Repeat exactly the line containing "Target: red hood" and every line after it in the entries, and nothing besides.

SOURCE INFORMATION: Begin

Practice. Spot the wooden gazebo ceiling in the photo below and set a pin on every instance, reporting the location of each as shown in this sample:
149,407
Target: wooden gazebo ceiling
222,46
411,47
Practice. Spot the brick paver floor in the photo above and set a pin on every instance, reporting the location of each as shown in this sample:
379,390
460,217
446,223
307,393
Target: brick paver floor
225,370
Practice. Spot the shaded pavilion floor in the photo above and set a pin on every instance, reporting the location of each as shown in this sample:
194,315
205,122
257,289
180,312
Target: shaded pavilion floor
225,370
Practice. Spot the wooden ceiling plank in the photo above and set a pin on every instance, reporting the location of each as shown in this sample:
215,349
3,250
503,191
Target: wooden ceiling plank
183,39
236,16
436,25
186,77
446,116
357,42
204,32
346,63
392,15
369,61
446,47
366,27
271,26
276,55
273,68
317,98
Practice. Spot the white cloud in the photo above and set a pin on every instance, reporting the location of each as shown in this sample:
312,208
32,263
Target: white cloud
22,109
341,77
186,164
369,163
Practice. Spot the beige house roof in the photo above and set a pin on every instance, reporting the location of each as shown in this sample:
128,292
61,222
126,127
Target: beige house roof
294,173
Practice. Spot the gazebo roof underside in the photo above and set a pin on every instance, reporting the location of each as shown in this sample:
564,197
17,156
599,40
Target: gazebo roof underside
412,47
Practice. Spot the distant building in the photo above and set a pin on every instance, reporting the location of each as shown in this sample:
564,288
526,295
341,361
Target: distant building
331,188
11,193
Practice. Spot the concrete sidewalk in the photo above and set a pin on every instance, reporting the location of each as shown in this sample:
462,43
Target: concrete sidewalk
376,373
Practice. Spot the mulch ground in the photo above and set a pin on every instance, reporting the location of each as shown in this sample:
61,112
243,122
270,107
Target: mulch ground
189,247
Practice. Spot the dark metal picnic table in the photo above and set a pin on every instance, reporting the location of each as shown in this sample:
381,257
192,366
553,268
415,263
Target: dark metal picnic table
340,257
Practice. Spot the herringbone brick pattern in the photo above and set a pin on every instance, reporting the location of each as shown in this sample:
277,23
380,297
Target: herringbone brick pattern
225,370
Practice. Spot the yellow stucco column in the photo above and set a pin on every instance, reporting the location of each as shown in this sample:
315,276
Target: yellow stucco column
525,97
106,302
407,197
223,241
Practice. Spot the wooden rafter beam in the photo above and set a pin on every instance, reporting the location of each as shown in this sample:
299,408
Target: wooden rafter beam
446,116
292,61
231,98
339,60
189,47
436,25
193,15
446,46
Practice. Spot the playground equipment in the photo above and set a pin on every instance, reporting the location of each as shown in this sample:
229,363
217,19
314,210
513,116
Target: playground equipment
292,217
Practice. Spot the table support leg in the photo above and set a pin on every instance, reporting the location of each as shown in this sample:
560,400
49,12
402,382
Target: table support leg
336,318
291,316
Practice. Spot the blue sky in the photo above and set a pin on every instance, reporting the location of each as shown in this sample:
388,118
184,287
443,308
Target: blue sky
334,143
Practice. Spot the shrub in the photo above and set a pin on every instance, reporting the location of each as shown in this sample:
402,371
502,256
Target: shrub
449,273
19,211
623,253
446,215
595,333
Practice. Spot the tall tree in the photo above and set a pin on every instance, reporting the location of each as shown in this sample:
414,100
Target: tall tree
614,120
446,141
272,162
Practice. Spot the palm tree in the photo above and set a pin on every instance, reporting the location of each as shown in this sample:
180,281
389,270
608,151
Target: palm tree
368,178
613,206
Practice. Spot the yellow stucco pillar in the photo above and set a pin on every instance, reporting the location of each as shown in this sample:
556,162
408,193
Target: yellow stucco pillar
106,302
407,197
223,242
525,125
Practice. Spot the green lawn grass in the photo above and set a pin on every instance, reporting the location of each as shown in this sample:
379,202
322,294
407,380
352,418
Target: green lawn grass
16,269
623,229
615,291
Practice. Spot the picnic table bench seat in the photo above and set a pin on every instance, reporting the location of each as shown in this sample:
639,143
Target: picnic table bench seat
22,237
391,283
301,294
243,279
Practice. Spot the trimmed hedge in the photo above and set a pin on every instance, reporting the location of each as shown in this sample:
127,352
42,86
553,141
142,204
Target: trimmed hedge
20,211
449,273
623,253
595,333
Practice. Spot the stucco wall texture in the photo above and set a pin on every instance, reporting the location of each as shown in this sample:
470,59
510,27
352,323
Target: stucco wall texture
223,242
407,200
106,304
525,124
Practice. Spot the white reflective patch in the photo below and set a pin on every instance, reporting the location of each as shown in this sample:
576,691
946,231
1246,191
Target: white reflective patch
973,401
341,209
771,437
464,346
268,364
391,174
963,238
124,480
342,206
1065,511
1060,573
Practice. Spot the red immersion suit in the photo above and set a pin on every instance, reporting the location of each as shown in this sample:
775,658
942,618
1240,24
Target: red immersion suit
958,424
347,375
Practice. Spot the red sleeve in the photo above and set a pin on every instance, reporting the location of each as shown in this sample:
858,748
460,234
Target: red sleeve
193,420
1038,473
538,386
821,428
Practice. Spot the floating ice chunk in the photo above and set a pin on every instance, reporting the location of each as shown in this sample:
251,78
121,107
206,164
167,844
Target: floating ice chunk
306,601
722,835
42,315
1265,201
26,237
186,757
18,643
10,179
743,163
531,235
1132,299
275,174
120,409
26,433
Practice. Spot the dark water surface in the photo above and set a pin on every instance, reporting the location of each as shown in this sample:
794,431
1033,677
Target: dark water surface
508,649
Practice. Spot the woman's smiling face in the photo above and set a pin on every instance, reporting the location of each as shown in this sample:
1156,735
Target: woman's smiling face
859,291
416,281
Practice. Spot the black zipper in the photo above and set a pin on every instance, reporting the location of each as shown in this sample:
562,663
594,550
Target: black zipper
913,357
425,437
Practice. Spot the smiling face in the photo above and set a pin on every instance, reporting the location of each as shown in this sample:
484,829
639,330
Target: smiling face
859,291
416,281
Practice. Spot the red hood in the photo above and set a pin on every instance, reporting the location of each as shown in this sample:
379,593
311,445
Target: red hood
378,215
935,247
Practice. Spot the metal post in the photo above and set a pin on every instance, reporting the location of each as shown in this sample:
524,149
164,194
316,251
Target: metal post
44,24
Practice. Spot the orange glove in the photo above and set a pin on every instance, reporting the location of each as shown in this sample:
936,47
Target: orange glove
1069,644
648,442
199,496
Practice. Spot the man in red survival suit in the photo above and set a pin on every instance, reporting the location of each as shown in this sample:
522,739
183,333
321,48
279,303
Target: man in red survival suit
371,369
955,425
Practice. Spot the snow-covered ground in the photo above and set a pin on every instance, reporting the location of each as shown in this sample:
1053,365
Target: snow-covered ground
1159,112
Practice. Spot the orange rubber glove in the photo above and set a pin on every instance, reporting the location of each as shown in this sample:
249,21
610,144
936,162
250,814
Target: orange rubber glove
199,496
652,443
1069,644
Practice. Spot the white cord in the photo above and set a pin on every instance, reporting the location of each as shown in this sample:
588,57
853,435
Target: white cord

SOURCE INFORMATION: End

RESULT FOR THIS TASK:
Target: red hood
378,215
935,247
Practice. Spot the metal post in the photo above and set a pin on every instance, reporting the location of each as shown in this sample:
524,149
164,194
316,251
Target: metal post
44,24
Practice. Spot the orange glove in the photo above and set a pin on every instance, reporting the location of each as shown in this sample:
936,47
Target: orange glove
1069,644
648,442
199,496
Practice. Spot the man in red survival suit in the photo above and set a pin on every instance, reporting the location of each as shown in this sample:
522,739
183,333
321,48
279,303
Target: man in red survival suit
371,369
955,425
Practice. Spot the snow-covered ground in the photo above and set a pin on every instance, reporting the location of each as shown in this sample:
1053,365
Target: snow-covered ground
1159,112
Practice. Spot the orange rubber glove in the photo above and set a pin on every instance, reporting the location of each as shown in this sample:
249,21
610,144
936,162
250,814
Target: orange rubber glove
199,496
652,443
1069,644
Practice. Spot the white cord in the photo above and set a pin on every instance, reporting the location of each as shown in this sample:
588,57
853,435
Target: white cord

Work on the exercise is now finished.